- [Texto extraído]

AS MENSAGENS PERDIDAS
Livro
puxa livro, um traz outro, e assim se faz, se não um romance, pelo menos uma
coluna [1]. Estava lendo sobre os
últimos anos de Belchior [2]. Os autores citam a fuga de Tolstói, em
1910. O que leva um ancião de 82 anos a fugir de casa? Fiquei interessado. Fui
ler Tolstói – a fuga do paraíso [3]. A arte de desaparecer é um
tema que me atrai. Levou-me, por exemplo, a um escritor interessante como
Enrique Vila-Matas, que tratou do tema no romance Doutor Pasavento [4]
e nos livros de contos Suicídios exemplares [5] e Exploradores
do abismo [6]. A arte de desaparecer compôs o pano de fundo das
colunas que falaram de Belchior [7] e Robert Walser [8].
Mas
conforme avançava pelas muitas páginas de Tolstói – a fuga do paraíso não
era exatamente o tema em si que me chamava a atenção. O que me espantava era a
capacidade do autor para reconstituir minuciosamente fatos ocorridos há mais de
cem anos. Como reproduzir em detalhes acontecimentos do passado distante? Pável
Bassinski opera o milagre da reconstituição a partir de cartas e diários de
Tolstói, principalmente, mas não só. Utiliza, também, cartas e diários de
familiares e amigos. Reconstrói fatos e personalidades de familiares, amigos e
pessoas que conviveram com Tolstói. O que me levou a outro tema interessante, a
luta da memória contra o esquecimento. E
daí retornei a um romance genial de Milan Kundera, O livro do riso e do
esquecimento [9], que se passa na então Tchecoslováquia e é formado
por sete partes, sendo duas intituladas As cartas perdidas.

- [Listagem de dados]

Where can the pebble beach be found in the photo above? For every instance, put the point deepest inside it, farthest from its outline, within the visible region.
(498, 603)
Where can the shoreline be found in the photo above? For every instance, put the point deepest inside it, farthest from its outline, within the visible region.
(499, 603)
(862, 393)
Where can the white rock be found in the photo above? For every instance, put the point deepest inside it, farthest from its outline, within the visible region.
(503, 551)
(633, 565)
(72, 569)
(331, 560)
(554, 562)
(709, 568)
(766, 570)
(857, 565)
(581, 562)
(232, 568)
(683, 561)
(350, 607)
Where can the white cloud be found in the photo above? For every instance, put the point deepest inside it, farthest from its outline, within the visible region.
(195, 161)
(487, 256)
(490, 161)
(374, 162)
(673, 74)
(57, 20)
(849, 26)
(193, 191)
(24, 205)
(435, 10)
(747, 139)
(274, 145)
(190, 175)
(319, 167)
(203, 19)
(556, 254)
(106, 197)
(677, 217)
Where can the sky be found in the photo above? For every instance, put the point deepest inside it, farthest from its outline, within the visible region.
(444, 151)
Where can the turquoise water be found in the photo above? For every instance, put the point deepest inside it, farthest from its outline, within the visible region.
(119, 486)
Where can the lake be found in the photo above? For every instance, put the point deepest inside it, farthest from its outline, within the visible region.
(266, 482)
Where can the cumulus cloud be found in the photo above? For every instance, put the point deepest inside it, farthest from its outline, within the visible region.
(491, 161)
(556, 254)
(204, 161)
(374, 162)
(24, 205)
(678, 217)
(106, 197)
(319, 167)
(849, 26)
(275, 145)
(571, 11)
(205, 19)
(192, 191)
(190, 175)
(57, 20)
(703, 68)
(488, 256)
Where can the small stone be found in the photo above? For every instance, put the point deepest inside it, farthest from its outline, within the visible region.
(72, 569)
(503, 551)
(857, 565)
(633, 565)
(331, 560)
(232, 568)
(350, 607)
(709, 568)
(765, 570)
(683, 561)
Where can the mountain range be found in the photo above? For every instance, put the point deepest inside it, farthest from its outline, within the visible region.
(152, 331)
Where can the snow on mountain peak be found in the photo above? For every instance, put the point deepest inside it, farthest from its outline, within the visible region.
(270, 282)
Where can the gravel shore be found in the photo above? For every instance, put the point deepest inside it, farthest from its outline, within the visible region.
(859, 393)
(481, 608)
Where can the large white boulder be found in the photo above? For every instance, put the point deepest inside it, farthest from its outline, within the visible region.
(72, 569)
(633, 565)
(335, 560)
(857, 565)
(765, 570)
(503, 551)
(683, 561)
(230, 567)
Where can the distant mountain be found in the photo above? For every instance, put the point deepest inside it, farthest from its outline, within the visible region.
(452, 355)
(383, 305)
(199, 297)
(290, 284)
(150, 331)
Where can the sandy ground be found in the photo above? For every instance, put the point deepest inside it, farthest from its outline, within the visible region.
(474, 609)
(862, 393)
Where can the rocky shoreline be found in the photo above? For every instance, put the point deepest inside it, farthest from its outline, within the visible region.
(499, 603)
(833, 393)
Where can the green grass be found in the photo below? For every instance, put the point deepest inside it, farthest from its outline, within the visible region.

- [A fazer]
1 > Transcreva do texto extraído o trecho que começa nas palavras "AS MENSAGENS PERDIDAS" e termina depois de "Robert Walser [8].".
2 > Diga se cada afirmação abaixo concorda com o texto extraído. Responda sim ou não e cite, sem alterar, as palavras do texto que decidem.
(a) Tolstói fugiu de casa em 1910, aos 82 anos.
(b) Pável Bassinski reconstitui os fatos usando apenas cartas e diários do próprio Tolstói.
(c) O romance de Milan Kundera citado tem sete partes, das quais duas se chamam As cartas perdidas.
Para responder, use somente o texto extraído.

- [Tarefas resolvidas]
1 >
AS MENSAGENS PERDIDAS
Livro
puxa livro, um traz outro, e assim se faz, se não um romance, pelo menos uma
coluna [1]. Estava lendo sobre os
últimos anos de Belchior [2]. Os autores citam a fuga de Tolstói, em
1910. O que leva um ancião de 82 anos a fugir de casa? Fiquei interessado. Fui
ler Tolstói – a fuga do paraíso [3]. A arte de desaparecer é um
tema que me atrai. Levou-me, por exemplo, a um escritor interessante como
Enrique Vila-Matas, que tratou do tema no romance Doutor Pasavento [4]
e nos livros de contos Suicídios exemplares [5] e Exploradores
do abismo [6]. A arte de desaparecer compôs o pano de fundo das
colunas que falaram de Belchior [7] e Robert Walser [8].

2 >
(a) Sim: "Os autores citam a fuga de Tolstói, em 1910. O que leva um ancião de 82 anos a fugir de casa?"
(b) Não: "principalmente, mas não só. Utiliza, também, cartas e diários de familiares e amigos."
(c) Sim: "é formado por sete partes, sendo duas intituladas As cartas perdidas."